* _SELECTED EXCERPT_

May 29 - Halved, I am neither here nor there
by Kate Chin Park | edited by Alisya
Kate Chin Park is an associate puzzles and games editor for The New Yorker. She lives in Oakland and is incredibly honored to be a part of this project. She recommends reading her puzzle blurb before solving, apologizes for the extreme earnestness, and thanks Alisya, Terry, and anyone who solves it for the chance to do something different!
A note from Kate: Four years before 2026's curséd Wasian discourse, Andrea Long Chu, a Pulitzer Prize winner and one of the most brilliant critics writing today, wrote the essay cited in the 7-Across and 3-Down clues in this puzzle. "The looming fact of racial admixture," she wrote, "may be said to form the grit in the pearl of Asian American consciousness today." Chu, who is mixed herself, addresses the topic through the lens of fiction, in particular novels by full Asian authors with mixed-race protagonists. An early example of this is Ruth Ozeki's "My Year of Meats," and a line from that book, quoted by Chu, provides this puzzle's title. In full, it reads, "Halved, I am neither here nor there, and my understanding of the relativity inherent in the world is built into my genes." Being mixed can sometimes feel like being two halves that don't add up to a whole, or at least not to one that's readily legible; that feeling was the inspiration for this experimental puzzle.

[Dataset entries]
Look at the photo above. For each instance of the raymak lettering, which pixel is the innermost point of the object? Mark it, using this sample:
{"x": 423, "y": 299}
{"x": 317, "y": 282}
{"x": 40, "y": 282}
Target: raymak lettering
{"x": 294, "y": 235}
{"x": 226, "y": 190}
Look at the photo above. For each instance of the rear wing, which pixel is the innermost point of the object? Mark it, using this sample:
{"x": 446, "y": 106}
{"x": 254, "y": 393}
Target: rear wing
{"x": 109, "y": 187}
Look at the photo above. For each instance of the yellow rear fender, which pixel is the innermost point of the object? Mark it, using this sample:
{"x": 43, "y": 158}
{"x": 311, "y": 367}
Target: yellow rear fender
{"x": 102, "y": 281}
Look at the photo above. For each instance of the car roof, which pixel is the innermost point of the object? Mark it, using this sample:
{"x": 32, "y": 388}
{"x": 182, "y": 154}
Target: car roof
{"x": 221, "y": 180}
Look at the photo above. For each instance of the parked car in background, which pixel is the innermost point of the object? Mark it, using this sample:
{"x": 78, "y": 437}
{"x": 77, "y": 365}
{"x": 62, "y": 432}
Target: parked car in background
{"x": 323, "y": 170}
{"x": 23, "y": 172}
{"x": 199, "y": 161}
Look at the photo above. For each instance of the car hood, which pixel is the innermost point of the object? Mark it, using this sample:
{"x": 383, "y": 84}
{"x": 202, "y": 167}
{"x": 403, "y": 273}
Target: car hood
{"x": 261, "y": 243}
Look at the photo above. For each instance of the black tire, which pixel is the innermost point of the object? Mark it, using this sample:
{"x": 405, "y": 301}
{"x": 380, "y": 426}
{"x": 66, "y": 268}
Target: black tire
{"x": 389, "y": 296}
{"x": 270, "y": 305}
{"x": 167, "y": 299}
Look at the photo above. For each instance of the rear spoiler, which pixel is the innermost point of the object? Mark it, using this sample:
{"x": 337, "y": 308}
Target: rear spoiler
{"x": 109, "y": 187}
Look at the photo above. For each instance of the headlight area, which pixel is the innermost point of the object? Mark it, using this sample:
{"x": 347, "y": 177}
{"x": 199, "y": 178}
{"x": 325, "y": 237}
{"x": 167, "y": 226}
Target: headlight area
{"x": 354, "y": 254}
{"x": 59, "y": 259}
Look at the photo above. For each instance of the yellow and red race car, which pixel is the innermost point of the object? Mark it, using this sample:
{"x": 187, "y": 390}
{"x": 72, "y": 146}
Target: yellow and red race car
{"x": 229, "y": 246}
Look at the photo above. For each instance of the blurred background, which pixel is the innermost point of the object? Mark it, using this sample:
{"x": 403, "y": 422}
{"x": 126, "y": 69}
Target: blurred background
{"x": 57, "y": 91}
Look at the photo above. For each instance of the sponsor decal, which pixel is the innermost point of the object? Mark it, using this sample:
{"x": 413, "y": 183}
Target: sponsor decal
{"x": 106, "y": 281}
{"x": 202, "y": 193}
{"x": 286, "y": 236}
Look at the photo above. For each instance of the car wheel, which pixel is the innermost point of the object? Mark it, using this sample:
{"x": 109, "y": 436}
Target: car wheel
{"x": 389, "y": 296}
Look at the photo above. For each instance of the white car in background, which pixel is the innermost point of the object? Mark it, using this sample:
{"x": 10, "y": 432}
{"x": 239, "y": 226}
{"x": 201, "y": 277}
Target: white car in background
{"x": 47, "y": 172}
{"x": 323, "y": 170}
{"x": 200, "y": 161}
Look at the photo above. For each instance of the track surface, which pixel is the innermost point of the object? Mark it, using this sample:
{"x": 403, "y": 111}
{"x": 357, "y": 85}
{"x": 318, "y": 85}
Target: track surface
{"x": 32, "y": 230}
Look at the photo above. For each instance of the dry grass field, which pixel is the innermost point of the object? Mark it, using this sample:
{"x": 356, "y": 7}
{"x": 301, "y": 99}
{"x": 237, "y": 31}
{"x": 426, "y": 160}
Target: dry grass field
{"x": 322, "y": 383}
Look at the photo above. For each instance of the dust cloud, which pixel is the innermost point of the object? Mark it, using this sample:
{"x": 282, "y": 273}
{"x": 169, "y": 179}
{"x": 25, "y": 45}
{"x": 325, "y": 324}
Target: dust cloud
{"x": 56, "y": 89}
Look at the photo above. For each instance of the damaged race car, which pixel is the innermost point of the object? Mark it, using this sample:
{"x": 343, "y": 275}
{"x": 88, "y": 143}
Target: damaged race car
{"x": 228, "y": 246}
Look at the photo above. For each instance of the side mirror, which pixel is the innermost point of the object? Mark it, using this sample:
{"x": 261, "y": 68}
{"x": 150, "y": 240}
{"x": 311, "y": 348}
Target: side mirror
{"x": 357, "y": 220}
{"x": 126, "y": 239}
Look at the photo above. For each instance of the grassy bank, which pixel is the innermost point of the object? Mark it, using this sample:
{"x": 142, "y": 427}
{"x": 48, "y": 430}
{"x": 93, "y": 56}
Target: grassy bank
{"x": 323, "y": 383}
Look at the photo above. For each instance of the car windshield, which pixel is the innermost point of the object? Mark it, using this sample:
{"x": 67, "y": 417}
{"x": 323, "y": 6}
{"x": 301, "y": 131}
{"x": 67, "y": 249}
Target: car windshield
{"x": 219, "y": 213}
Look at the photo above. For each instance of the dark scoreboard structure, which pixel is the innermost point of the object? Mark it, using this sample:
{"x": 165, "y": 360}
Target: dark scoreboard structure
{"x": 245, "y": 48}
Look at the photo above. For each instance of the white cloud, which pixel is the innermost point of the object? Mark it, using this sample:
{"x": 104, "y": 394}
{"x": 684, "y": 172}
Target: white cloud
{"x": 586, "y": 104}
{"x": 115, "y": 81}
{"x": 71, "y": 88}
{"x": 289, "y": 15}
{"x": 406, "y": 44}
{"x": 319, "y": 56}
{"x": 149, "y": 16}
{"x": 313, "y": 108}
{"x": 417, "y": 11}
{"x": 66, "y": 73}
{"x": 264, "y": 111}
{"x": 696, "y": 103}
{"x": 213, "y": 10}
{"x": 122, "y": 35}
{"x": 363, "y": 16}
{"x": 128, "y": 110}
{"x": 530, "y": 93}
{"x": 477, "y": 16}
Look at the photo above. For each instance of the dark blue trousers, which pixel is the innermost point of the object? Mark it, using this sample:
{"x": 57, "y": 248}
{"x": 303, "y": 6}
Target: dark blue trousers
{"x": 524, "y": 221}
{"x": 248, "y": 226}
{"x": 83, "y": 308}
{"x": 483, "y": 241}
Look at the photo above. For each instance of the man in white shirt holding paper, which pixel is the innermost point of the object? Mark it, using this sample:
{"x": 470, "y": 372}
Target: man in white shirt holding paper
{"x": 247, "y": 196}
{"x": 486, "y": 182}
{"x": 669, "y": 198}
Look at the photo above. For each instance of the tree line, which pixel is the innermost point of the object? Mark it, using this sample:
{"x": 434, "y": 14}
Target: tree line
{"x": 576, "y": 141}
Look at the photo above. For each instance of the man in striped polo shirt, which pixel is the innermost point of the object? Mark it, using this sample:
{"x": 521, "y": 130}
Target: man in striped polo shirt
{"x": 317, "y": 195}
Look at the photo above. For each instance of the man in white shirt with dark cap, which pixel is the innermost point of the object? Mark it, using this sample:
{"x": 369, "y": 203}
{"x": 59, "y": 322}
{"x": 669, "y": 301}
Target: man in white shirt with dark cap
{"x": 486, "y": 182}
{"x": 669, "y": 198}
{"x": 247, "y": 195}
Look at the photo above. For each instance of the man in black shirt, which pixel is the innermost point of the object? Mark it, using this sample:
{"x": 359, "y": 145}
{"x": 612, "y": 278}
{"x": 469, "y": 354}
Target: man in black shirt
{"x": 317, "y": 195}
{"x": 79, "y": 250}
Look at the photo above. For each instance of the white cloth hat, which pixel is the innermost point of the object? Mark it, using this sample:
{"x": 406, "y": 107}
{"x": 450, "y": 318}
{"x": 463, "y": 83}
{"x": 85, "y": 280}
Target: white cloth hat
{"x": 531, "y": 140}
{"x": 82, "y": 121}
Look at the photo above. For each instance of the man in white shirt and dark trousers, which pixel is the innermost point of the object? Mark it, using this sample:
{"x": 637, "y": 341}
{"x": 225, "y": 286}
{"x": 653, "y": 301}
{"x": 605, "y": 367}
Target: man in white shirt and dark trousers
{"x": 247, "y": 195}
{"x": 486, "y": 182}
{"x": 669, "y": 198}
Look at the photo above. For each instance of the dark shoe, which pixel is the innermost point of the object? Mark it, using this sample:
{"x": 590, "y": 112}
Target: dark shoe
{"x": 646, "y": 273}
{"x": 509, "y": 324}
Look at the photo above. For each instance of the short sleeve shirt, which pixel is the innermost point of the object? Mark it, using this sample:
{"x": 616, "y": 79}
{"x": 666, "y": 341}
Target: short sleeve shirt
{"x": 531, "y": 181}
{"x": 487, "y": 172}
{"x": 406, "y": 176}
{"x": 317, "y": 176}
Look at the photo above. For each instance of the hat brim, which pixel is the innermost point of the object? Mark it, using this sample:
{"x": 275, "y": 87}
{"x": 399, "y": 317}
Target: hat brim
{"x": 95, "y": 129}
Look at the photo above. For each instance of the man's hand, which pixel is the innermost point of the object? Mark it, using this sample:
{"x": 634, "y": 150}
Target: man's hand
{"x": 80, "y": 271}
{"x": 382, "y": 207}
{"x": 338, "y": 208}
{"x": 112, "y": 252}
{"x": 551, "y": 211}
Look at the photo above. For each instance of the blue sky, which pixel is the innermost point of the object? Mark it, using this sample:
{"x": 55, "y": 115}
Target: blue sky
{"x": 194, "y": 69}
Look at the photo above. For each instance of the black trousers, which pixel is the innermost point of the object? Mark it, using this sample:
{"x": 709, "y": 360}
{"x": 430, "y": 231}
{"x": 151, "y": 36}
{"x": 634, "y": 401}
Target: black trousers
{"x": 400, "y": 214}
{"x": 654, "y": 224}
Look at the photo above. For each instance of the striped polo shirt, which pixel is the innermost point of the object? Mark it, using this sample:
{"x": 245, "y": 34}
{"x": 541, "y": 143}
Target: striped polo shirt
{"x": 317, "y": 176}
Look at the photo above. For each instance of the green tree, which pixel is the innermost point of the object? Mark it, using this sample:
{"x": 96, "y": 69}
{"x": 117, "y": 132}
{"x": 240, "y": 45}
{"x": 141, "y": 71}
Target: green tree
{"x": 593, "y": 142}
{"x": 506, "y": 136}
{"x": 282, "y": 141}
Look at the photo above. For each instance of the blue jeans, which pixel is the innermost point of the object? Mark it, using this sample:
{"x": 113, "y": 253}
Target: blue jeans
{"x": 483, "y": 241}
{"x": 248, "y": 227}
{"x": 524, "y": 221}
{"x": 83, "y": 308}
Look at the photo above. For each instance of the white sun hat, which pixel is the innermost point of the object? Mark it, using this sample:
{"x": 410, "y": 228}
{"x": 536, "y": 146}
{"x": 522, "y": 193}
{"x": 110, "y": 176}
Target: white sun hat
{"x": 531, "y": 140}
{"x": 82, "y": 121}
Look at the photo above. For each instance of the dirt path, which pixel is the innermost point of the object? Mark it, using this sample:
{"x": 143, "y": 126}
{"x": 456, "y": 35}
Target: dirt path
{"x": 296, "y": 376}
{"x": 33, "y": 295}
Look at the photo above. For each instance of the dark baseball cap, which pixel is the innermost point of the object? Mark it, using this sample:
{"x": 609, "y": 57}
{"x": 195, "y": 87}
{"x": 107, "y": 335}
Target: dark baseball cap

* _CHECK YOUR UNDERSTANDING_
A – According to the crossword page, which novel supplies the line that became the puzzle's title?
B – Rewrite the crossword page from "May 29 - Halved, I" up to and including "do something different!", changing "Oakland" to "Berkeley".

* _NUMBERED ANSWERS_
A – Ruth Ozeki's "My Year of Meats."

B –
May 29 - Halved, I am neither here nor there
by Kate Chin Park | edited by Alisya
Kate Chin Park is an associate puzzles and games editor for The New Yorker. She lives in Berkeley and is incredibly honored to be a part of this project. She recommends reading her puzzle blurb before solving, apologizes for the extreme earnestness, and thanks Alisya, Terry, and anyone who solves it for the chance to do something different!